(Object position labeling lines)

☆ ☆ ☆ ☆ ☆ ☆ ☆

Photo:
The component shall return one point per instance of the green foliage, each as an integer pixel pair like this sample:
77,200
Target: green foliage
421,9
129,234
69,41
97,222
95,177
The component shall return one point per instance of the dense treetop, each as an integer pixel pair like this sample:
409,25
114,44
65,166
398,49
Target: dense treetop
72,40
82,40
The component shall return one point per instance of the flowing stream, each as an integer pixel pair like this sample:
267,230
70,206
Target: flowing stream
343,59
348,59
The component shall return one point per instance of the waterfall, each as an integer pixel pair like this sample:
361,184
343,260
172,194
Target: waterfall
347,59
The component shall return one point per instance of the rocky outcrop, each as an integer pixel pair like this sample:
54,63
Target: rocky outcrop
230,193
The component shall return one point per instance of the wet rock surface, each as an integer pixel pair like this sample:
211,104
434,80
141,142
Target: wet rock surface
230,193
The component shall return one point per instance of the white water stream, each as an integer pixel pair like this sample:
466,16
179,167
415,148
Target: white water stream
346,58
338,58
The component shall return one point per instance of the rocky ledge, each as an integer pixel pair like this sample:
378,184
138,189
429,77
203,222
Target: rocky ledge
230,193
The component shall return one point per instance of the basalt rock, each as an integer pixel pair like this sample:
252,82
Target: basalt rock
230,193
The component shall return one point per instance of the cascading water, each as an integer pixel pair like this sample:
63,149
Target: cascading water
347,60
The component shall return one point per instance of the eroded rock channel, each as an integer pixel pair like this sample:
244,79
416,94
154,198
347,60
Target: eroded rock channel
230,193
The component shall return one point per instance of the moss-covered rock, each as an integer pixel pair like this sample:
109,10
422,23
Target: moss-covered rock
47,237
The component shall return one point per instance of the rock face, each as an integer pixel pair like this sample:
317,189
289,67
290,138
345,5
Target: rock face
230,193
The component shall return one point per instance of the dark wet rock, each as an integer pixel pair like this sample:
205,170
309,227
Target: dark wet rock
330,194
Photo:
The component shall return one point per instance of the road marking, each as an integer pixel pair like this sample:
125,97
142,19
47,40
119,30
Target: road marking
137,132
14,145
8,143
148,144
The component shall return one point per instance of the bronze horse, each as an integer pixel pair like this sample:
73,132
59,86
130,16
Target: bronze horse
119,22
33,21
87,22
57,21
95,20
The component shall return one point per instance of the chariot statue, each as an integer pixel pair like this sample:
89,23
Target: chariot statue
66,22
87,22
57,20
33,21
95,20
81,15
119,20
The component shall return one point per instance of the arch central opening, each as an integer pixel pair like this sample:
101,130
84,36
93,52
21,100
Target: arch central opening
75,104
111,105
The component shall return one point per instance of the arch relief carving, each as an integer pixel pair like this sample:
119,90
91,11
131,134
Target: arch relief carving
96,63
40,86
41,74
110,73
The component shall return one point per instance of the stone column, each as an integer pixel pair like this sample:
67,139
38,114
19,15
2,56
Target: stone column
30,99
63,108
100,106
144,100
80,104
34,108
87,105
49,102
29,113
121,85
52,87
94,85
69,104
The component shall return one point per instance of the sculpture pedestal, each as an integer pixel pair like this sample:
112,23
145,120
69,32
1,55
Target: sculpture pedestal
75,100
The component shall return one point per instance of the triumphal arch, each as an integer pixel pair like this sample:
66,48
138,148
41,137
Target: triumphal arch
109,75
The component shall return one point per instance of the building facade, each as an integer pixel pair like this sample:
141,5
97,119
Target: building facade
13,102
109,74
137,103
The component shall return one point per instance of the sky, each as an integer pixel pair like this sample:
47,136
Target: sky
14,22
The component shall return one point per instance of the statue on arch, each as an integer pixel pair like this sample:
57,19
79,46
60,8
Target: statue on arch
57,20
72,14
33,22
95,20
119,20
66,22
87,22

☆ ☆ ☆ ☆ ☆ ☆ ☆

WORK TO BE COMPLETED:
Arrange everything from the line containing "the sky, each" down to the final line above as a numbered list, leaving out any blank lines.

EXERCISE RESULT:
1. The component shall return one point per instance of the sky, each as an integer pixel pair like this sample:
2. 47,136
3. Target: sky
4. 14,22
5. The component shall return one point per instance of the statue on arch, each as an integer pixel pair like this sample:
6. 57,19
7. 79,46
8. 60,8
9. Target: statue on arch
10. 57,20
11. 72,14
12. 33,22
13. 95,20
14. 119,20
15. 66,22
16. 87,22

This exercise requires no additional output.